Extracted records
- Opening Delimiter -
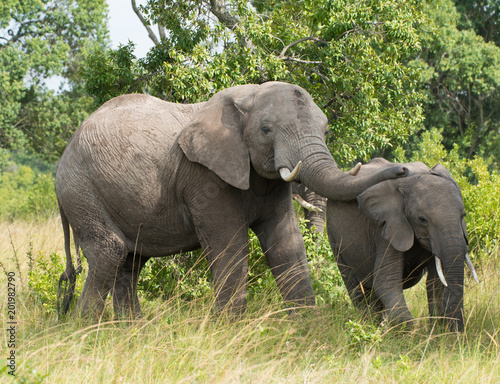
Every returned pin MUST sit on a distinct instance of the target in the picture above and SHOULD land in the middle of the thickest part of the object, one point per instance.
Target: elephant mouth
(439, 269)
(288, 176)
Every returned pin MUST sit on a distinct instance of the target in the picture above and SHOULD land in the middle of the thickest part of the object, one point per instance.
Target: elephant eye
(422, 219)
(265, 129)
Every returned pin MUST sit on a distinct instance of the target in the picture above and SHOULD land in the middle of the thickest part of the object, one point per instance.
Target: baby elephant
(393, 233)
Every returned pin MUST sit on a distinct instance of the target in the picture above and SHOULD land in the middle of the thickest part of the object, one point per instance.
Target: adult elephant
(396, 230)
(314, 204)
(142, 178)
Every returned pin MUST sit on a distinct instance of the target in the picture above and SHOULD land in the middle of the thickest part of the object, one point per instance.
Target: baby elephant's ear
(214, 137)
(383, 203)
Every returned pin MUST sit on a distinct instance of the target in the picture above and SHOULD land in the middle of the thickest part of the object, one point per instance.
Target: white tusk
(290, 176)
(305, 204)
(471, 267)
(440, 271)
(355, 170)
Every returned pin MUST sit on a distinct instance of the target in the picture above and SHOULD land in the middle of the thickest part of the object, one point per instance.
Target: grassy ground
(179, 341)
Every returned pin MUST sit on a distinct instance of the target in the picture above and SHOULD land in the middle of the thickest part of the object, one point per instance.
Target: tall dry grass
(184, 341)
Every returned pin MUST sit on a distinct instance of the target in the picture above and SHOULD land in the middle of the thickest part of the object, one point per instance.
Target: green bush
(480, 190)
(43, 278)
(26, 195)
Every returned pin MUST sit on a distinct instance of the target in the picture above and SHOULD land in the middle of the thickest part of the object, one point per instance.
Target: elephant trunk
(320, 173)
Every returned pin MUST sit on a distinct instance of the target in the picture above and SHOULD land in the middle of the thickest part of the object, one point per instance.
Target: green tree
(460, 75)
(348, 55)
(39, 40)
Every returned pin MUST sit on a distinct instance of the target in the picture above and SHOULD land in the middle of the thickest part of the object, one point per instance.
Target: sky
(124, 25)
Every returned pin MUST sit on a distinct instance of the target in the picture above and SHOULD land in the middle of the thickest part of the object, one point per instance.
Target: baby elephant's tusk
(440, 271)
(290, 176)
(471, 267)
(305, 204)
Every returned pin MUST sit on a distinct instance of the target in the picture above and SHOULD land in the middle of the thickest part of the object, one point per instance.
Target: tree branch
(218, 8)
(311, 38)
(144, 22)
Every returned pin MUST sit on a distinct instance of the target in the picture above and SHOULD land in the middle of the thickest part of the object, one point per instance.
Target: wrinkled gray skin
(385, 240)
(143, 178)
(315, 218)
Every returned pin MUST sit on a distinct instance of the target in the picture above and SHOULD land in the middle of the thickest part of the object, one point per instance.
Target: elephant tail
(65, 291)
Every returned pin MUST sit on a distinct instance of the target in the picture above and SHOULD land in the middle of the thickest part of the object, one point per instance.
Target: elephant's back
(123, 158)
(348, 229)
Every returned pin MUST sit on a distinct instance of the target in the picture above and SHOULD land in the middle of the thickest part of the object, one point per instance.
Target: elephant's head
(425, 207)
(278, 129)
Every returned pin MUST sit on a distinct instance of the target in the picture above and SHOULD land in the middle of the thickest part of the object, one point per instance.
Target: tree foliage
(460, 74)
(41, 39)
(348, 55)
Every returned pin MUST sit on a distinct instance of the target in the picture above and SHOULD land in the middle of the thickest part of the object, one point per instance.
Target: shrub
(26, 195)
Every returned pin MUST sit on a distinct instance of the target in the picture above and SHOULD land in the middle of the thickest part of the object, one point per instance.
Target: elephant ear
(383, 203)
(214, 137)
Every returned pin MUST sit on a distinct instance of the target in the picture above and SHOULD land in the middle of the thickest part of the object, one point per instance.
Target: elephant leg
(228, 261)
(224, 239)
(361, 296)
(125, 300)
(435, 292)
(105, 259)
(282, 242)
(388, 283)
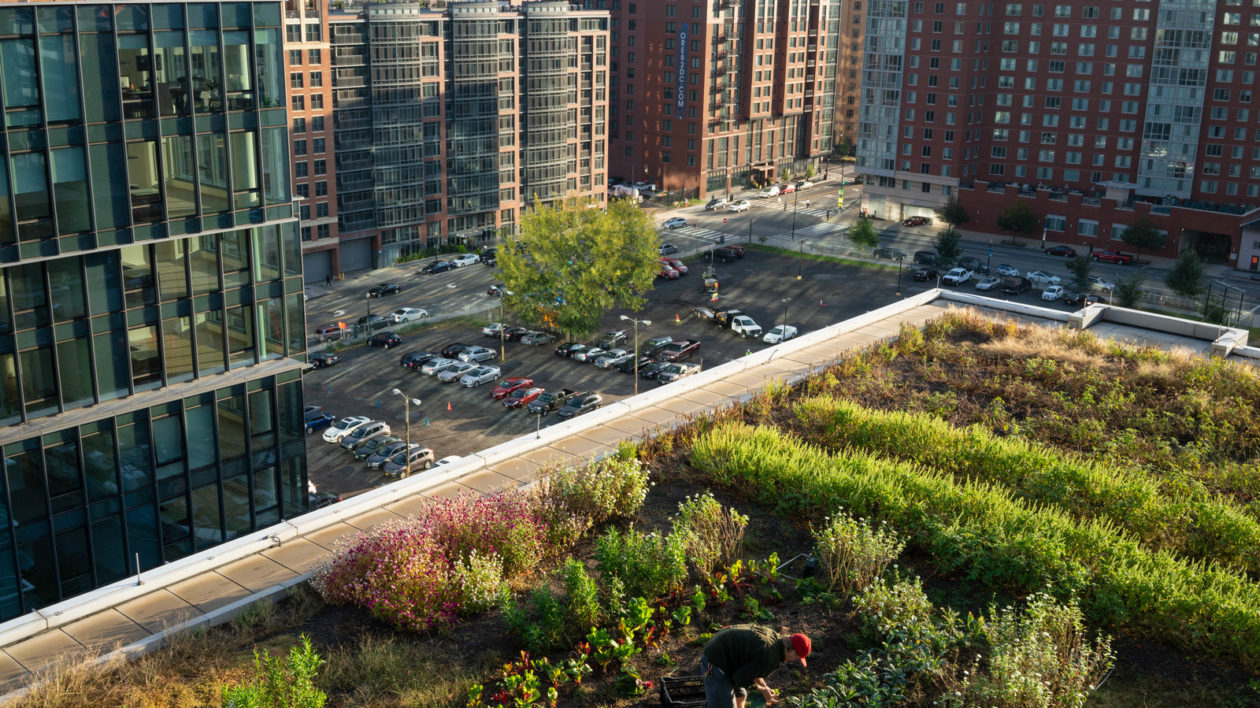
- Closing Delimiter -
Task brief: Begin at the line that contains "Target: tree foliage" and transcribe exactly, and only, each line through the final line of the data above, both included; the pictures do not go in.

Finished task:
Target: tree foliage
(460, 74)
(41, 39)
(348, 55)
Every returned pin MUST sit on a distinct instance of the target in the picture above and SHOULD land in the middle of the thickest part of the object, one point per instance.
Target: shrub
(26, 195)
Every returned pin MUST sit on a distinct instance of the target in the picture above and SHOULD land in the middle of the thickest part of the object, one point per instance.
Target: elephant ear
(383, 203)
(214, 137)
Every returned pin MUST sit on a distinct instance of the target in the picture above and SHOULD land in the middle of the thickest part of the object, one point per instance.
Target: elephant leg
(228, 261)
(224, 239)
(361, 296)
(125, 300)
(435, 292)
(105, 259)
(282, 242)
(388, 283)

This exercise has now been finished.